Data listing:
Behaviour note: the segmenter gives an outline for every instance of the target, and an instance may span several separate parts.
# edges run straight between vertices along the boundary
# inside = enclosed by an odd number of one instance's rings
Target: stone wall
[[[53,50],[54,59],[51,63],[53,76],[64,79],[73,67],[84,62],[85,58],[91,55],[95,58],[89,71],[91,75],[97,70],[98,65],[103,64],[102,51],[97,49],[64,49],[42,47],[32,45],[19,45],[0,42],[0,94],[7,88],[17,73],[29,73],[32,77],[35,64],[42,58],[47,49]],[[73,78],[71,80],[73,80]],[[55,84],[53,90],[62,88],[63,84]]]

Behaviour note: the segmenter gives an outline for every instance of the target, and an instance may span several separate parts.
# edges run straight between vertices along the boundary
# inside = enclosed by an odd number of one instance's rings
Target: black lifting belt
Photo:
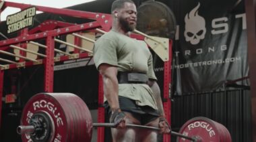
[[[143,73],[119,72],[117,79],[119,84],[146,84],[148,78]]]

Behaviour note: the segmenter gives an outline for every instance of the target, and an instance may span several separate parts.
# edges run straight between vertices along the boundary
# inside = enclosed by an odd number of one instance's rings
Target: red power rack
[[[0,1],[0,2],[2,2]],[[44,40],[46,43],[46,56],[44,58],[38,58],[36,62],[26,61],[24,59],[20,58],[18,64],[10,64],[5,65],[4,67],[0,66],[0,100],[3,98],[3,76],[4,70],[11,68],[18,68],[31,66],[38,64],[43,64],[44,66],[44,90],[47,92],[53,92],[53,74],[54,74],[54,63],[55,62],[65,61],[75,58],[84,58],[90,56],[88,52],[84,52],[79,53],[77,51],[77,56],[71,57],[70,56],[62,56],[56,60],[55,58],[55,37],[65,35],[68,33],[79,33],[82,31],[90,31],[100,32],[100,31],[108,31],[110,29],[112,24],[112,17],[109,14],[100,13],[92,13],[82,11],[71,10],[67,9],[56,9],[47,7],[31,5],[27,4],[21,4],[18,3],[5,2],[2,9],[0,9],[0,13],[7,7],[16,7],[20,9],[25,9],[30,7],[36,7],[36,11],[42,11],[44,13],[50,13],[53,14],[59,14],[66,16],[78,17],[81,19],[87,19],[93,20],[93,21],[84,23],[82,24],[69,23],[55,20],[47,20],[37,27],[28,30],[25,28],[21,30],[18,36],[14,38],[4,40],[0,41],[0,50],[7,50],[11,45],[18,44],[20,47],[26,49],[26,44],[28,42],[34,41],[36,40]],[[132,38],[137,40],[143,40],[144,37],[141,35],[132,34]],[[78,45],[79,43],[77,38],[75,38],[75,44]],[[172,41],[169,42],[169,60],[164,62],[164,109],[167,120],[170,123],[170,74],[171,74],[171,55],[172,55]],[[24,52],[20,52],[21,55],[24,55]],[[103,87],[102,80],[100,75],[99,75],[98,83],[98,122],[104,123],[104,110],[102,107],[103,104]],[[2,101],[0,101],[0,122],[1,118]],[[0,123],[1,126],[1,123]],[[104,141],[104,129],[98,128],[97,141],[103,142]],[[166,135],[164,136],[164,141],[170,141],[170,136]]]

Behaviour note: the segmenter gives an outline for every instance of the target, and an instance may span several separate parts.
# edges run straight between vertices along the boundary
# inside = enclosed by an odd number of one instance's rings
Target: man
[[[158,133],[170,128],[164,119],[152,56],[143,41],[129,37],[136,26],[137,10],[131,0],[112,5],[112,29],[94,45],[94,60],[103,77],[114,142],[157,141]],[[161,131],[125,128],[126,123],[160,127]]]

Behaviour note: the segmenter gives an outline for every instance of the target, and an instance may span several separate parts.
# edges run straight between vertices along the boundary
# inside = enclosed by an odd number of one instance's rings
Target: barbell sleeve
[[[35,129],[33,125],[18,126],[17,127],[17,133],[22,135],[24,133],[32,134],[34,132]]]

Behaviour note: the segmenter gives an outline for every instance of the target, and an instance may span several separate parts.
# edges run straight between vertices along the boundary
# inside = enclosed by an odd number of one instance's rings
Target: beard
[[[122,27],[126,31],[132,31],[135,29],[136,27],[136,24],[131,25],[129,23],[129,22],[125,20],[125,18],[120,17],[119,18],[119,22],[122,26]]]

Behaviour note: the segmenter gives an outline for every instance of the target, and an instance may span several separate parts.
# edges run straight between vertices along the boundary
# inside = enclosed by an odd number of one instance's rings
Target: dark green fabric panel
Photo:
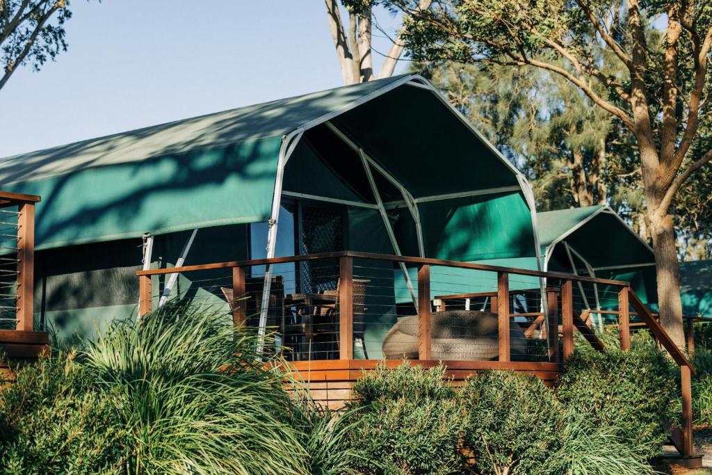
[[[287,162],[283,189],[326,198],[362,201],[304,140],[299,142]]]
[[[520,257],[507,259],[489,259],[475,261],[475,263],[488,266],[513,267],[520,269],[537,270],[536,258]],[[408,269],[414,288],[418,286],[418,272],[415,268]],[[412,302],[405,278],[399,269],[394,271],[396,302]],[[539,279],[527,276],[511,274],[511,290],[539,288]],[[456,268],[434,266],[430,268],[430,298],[460,293],[496,292],[497,275],[494,272],[473,269]]]
[[[655,262],[650,249],[615,216],[600,213],[566,238],[593,268]]]
[[[712,317],[712,261],[680,263],[680,294],[686,316]]]
[[[125,239],[37,252],[36,310],[135,304],[141,242]]]
[[[511,169],[445,110],[432,93],[402,86],[333,121],[416,198],[518,186]]]
[[[190,231],[155,237],[152,268],[172,267]],[[216,226],[198,231],[186,265],[223,262],[248,257],[247,225]],[[35,310],[58,338],[70,340],[95,334],[115,318],[135,316],[142,240],[95,243],[38,251],[35,258]],[[166,276],[153,278],[159,295]],[[231,285],[230,269],[199,271],[181,276],[171,297],[195,298],[224,304],[221,286]]]
[[[421,203],[426,256],[454,261],[535,257],[531,214],[520,193]]]
[[[602,205],[569,208],[537,213],[539,244],[543,249],[579,223],[604,207]]]
[[[264,221],[281,137],[11,185],[42,196],[37,249]]]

### PROBLEM DETAILS
Put the lines above into a Markdown table with the columns "Row" and "Line", numbering each row and skipping any blank line. Leave the pictures out.

### FULL OUTPUT
| Row | Line |
|---|---|
| 1 | Behaviour note: the segmenter gives an outline for every instance of the target, and an instance may span several separate parts. |
| 2 | # edges run straight between vertices along the boundary |
| 3 | # inside = enclosed by an odd number of one instance's rings |
| 4 | Target: stone wall |
| 5 | [[[53,50],[54,59],[51,63],[53,76],[64,79],[73,67],[84,62],[85,58],[91,55],[95,58],[89,71],[91,75],[97,70],[98,65],[103,64],[102,51],[97,49],[64,49],[42,47],[32,45],[19,45],[0,42],[0,94],[7,88],[17,73],[29,73],[32,77],[35,64],[42,58],[47,49]],[[73,78],[71,80],[73,80]],[[55,84],[53,90],[62,88],[63,84]]] |
| 6 | Behaviour note: the segmenter gives an outline for every instance of the target, and an instance may span several separate parts. |
| 7 | # edges run straight between vertices along the boundary |
| 8 | # inside = enclosed by an odd number of one instance's rings |
| 9 | Target: black lifting belt |
| 10 | Photo: |
| 11 | [[[143,73],[119,72],[117,79],[119,84],[146,84],[148,78]]] |
| 12 | Behaviour note: the segmenter gives an outline for every instance of the target, and an instance may span several separate parts. |
| 13 | # edges run straight between vertices along the boundary |
| 14 | # inside = enclosed by an odd number of one instance's rings |
| 15 | Target: red power rack |
| 16 | [[[0,1],[0,2],[2,2]],[[44,40],[46,43],[46,56],[44,58],[38,58],[36,62],[26,61],[24,59],[20,58],[18,64],[10,64],[5,65],[4,67],[0,66],[0,100],[3,98],[3,76],[4,70],[11,68],[18,68],[31,66],[38,64],[43,64],[44,66],[44,90],[47,92],[53,92],[53,74],[54,74],[54,63],[55,62],[65,61],[75,58],[84,58],[90,56],[88,52],[84,52],[79,53],[77,51],[77,56],[71,57],[70,56],[62,56],[56,60],[55,58],[55,37],[65,35],[68,33],[79,33],[82,31],[90,31],[100,32],[100,31],[108,31],[110,29],[112,24],[112,17],[109,14],[100,13],[92,13],[82,11],[71,10],[67,9],[56,9],[47,7],[31,5],[27,4],[21,4],[18,3],[5,2],[2,9],[0,9],[0,13],[7,7],[16,7],[20,9],[25,9],[30,7],[36,7],[36,11],[42,11],[44,13],[50,13],[53,14],[59,14],[66,16],[78,17],[81,19],[87,19],[93,20],[93,21],[84,23],[82,24],[69,23],[55,20],[47,20],[37,27],[28,30],[25,28],[21,30],[18,36],[14,38],[4,40],[0,41],[0,50],[7,50],[11,45],[18,44],[20,47],[26,49],[26,44],[28,42],[34,41],[36,40]],[[132,38],[137,40],[143,40],[144,37],[141,35],[132,34]],[[78,45],[79,43],[77,38],[75,38],[75,44]],[[172,41],[169,42],[169,60],[164,62],[164,109],[167,120],[170,123],[170,74],[171,74],[171,55],[172,55]],[[24,52],[20,52],[21,55],[24,55]],[[103,87],[102,80],[100,75],[99,75],[98,83],[98,122],[104,123],[104,110],[102,107],[103,104]],[[2,101],[0,101],[0,122],[1,118]],[[0,123],[1,126],[1,123]],[[104,141],[104,129],[98,128],[97,141],[103,142]],[[166,135],[164,136],[164,141],[170,141],[170,136]]] |
| 17 | Behaviour note: the segmenter gives an outline for every instance of the target, and an instance may span several separate parts. |
| 18 | # edges run straight between vertices along the boundary |
| 19 | # inside = enclosed by an odd number of one instance's rings |
| 20 | Target: man |
| 21 | [[[158,133],[170,128],[164,119],[152,56],[143,41],[129,37],[136,26],[137,10],[131,0],[112,5],[112,29],[94,45],[94,60],[103,77],[114,142],[157,141]],[[161,131],[125,128],[126,123],[160,127]]] |
| 22 | Behaviour note: the segmenter gives an outline for every instance of the target, and an instance may span several separate parts. |
| 23 | # edges run straight between vertices along the boundary |
| 24 | # inside = enclosed by an odd number of one instance's rings |
| 25 | Target: barbell sleeve |
| 26 | [[[35,129],[33,125],[18,126],[17,127],[17,133],[22,135],[24,133],[32,134],[34,132]]] |
| 27 | Behaviour note: the segmenter gives an outline for every instance of the target, and an instance may span several separate parts. |
| 28 | # edges run straight between vertices along the boundary |
| 29 | # inside = enclosed by an odd number of one instance's rings |
| 30 | Target: beard |
| 31 | [[[122,27],[126,31],[132,31],[135,29],[136,27],[136,24],[131,25],[129,23],[129,22],[125,20],[125,18],[120,17],[119,18],[119,22],[122,26]]] |
| 32 | Behaviour note: the segmenter gives an outline for every instance of the target, and an instance may span several separate parts. |
| 33 | # edges run straight between vertices along the boundary |
| 34 | # inside = enclosed by an odd number of one instance's rings |
| 35 | Target: dark green fabric panel |
| 36 | Photo: |
| 37 | [[[287,162],[283,189],[326,198],[362,201],[304,140],[299,142]]] |
| 38 | [[[520,257],[507,259],[489,259],[475,261],[475,263],[488,266],[513,267],[520,269],[537,270],[536,258]],[[408,269],[414,288],[418,286],[418,272],[415,268]],[[412,302],[405,278],[399,269],[394,271],[396,302]],[[539,279],[527,276],[511,274],[511,290],[539,288]],[[456,268],[434,266],[430,268],[430,298],[460,293],[496,292],[497,275],[494,272],[473,269]]] |
| 39 | [[[655,262],[650,249],[615,216],[600,213],[566,238],[593,268]]] |
| 40 | [[[712,317],[712,261],[680,263],[680,294],[686,316]]] |
| 41 | [[[125,239],[37,252],[36,310],[135,304],[141,242]]] |
| 42 | [[[511,169],[445,110],[432,93],[402,86],[333,121],[416,198],[518,186]]] |
| 43 | [[[190,231],[155,237],[152,268],[172,267]],[[216,226],[198,231],[186,265],[223,262],[248,257],[247,225]],[[35,310],[58,338],[70,340],[95,334],[115,318],[135,316],[142,240],[95,243],[38,251],[35,258]],[[166,276],[153,278],[159,295]],[[231,285],[230,269],[199,271],[181,276],[171,297],[195,298],[224,304],[221,286]]] |
| 44 | [[[421,203],[426,256],[454,261],[535,257],[531,214],[520,193]]] |
| 45 | [[[602,205],[569,208],[537,213],[539,244],[543,249],[579,223],[604,207]]] |
| 46 | [[[264,221],[281,137],[11,185],[42,196],[37,249]]] |